Reproduce word for word the passage of the labor racketeering article from "Inspector General Sees" up to and including "to the statistics.".

= Document passage =
|---|

Inspector General Sees an Increase in Racketeering Case Activity

In a Mar. 21 interview with the Bureau of Nat’l Affairs’ Daily Labor Report, the Dep’t of Labor Inspector General Gordon S. Heddell said that recently released Office of the Inspector General statistics show an increase in labor racketeering case activity involving labor unions, with a specific focus on the four unions that have been identified as under the influence of organized crime — the Int’l Bhd. of Teamsters, the Laborers’ Int’l Union of N. Am., the Hotel Employees & Restaurant Employees’ Int’l Union, and the Int’l Longshoremen’s Ass’n.  Reportedly, there currently are 357 pending labor racketeering investigations under way at OIG, 39% of which involve organized crime. Of the 357 investigations, 44% involve pension and welfare benefit plans, according to the statistics.

In addition to labor racketeering, OIG is responsible for investigating organized crime’s influence or control in employee benefit plans, labor-management relations, or internal union affairs. Heddell defended the DOL’s Pension & Welfare Benefits Admin.’s enforcement strategy, saying the agency is directing its resources to areas in which the greatest potential for violations arises. Heddell said PWBA is following OIG’s 1998 recommendation, Heddell said, citing, for example, a focus of resources on pension plans involving the “largest number of participants and the greatest number of dollars.”

Heddell’s assessment of PWBA is a brighter one than that voiced by his agency in 1997, when the office of inspector general called upon PWBA to improve its oversight of annual pension plan information filed by large financial institutions that hold the assets of several pension plans.  More recently, the General Accounting Office agreed that PWBA has taken action to strengthen its enforcement activities, but concluded that further improvements are necessary.

|---|

= Supplied information =
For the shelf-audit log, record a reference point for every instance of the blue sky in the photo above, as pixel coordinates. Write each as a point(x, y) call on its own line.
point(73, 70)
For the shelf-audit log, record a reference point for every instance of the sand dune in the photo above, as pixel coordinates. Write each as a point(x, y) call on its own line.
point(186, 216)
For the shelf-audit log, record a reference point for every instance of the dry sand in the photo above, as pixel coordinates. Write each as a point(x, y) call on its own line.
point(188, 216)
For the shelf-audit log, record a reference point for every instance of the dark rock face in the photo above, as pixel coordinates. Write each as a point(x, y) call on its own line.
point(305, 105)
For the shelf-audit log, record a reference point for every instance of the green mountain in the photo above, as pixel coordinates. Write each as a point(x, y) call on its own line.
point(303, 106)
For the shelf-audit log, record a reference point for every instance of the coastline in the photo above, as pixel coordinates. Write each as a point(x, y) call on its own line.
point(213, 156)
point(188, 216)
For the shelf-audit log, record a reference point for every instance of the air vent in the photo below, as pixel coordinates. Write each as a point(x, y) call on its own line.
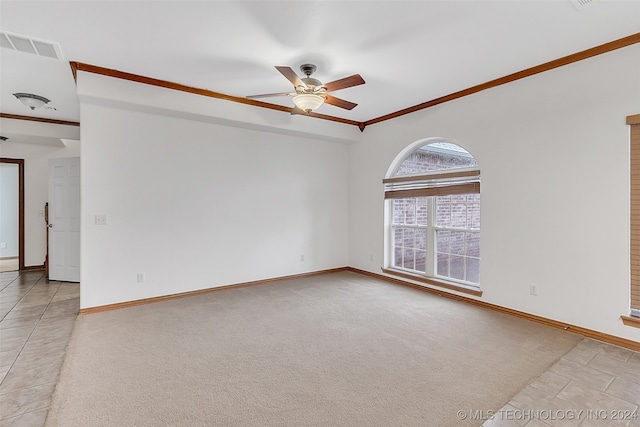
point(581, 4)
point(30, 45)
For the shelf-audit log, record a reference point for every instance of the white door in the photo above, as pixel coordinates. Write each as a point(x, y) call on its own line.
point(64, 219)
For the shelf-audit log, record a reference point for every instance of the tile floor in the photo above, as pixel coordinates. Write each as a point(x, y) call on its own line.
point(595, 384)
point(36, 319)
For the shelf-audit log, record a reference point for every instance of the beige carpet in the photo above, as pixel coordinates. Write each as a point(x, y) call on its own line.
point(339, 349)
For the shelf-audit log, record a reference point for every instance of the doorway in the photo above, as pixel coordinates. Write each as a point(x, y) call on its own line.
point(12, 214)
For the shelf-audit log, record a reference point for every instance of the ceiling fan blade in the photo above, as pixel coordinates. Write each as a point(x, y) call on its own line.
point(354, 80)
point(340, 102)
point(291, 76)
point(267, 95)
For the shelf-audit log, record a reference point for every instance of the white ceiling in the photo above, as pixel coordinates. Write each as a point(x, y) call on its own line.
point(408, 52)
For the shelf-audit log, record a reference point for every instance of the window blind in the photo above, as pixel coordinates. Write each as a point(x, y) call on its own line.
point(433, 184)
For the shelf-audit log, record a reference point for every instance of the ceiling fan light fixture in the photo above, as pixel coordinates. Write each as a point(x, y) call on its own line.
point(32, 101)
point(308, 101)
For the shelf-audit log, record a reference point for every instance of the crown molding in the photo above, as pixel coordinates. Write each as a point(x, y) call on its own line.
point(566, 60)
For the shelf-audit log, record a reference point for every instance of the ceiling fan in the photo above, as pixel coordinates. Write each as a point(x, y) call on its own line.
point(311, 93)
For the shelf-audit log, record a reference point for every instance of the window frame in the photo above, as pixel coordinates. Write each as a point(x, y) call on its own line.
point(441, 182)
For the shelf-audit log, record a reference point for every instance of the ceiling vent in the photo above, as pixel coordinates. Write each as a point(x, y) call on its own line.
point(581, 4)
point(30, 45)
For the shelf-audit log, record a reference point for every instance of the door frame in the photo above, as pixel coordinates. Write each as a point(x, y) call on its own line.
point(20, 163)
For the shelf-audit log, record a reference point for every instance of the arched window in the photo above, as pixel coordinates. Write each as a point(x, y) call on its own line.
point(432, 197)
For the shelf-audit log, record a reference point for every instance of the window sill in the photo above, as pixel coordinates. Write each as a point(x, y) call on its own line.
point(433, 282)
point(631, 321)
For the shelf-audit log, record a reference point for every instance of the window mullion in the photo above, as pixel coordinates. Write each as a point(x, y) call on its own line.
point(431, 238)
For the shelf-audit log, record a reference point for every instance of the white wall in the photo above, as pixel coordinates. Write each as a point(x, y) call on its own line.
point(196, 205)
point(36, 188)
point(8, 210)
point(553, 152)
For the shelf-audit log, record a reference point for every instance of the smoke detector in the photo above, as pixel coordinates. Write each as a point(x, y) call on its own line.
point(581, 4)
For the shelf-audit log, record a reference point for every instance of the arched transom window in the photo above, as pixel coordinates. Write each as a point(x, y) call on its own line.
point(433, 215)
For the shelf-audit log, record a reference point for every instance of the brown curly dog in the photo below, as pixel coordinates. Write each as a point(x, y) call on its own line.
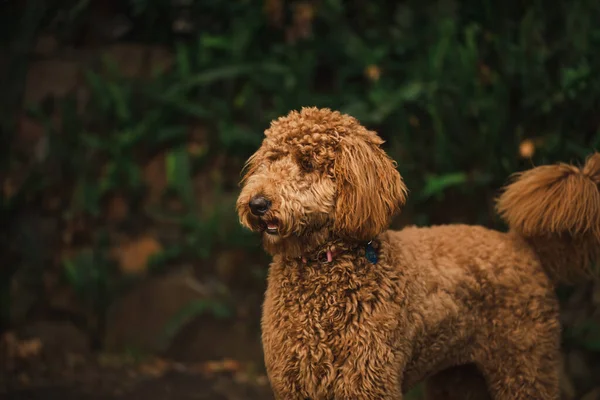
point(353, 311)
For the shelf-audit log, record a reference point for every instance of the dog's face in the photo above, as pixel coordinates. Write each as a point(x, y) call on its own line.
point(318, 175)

|---|

= The solution =
Inspector General Sees an Increase in Racketeering Case Activity

In a Mar. 21 interview with the Bureau of Nat’l Affairs’ Daily Labor Report, the Dep’t of Labor Inspector General Gordon S. Heddell said that recently released Office of the Inspector General statistics show an increase in labor racketeering case activity involving labor unions, with a specific focus on the four unions that have been identified as under the influence of organized crime — the Int’l Bhd. of Teamsters, the Laborers’ Int’l Union of N. Am., the Hotel Employees & Restaurant Employees’ Int’l Union, and the Int’l Longshoremen’s Ass’n.  Reportedly, there currently are 357 pending labor racketeering investigations under way at OIG, 39% of which involve organized crime. Of the 357 investigations, 44% involve pension and welfare benefit plans, according to the statistics.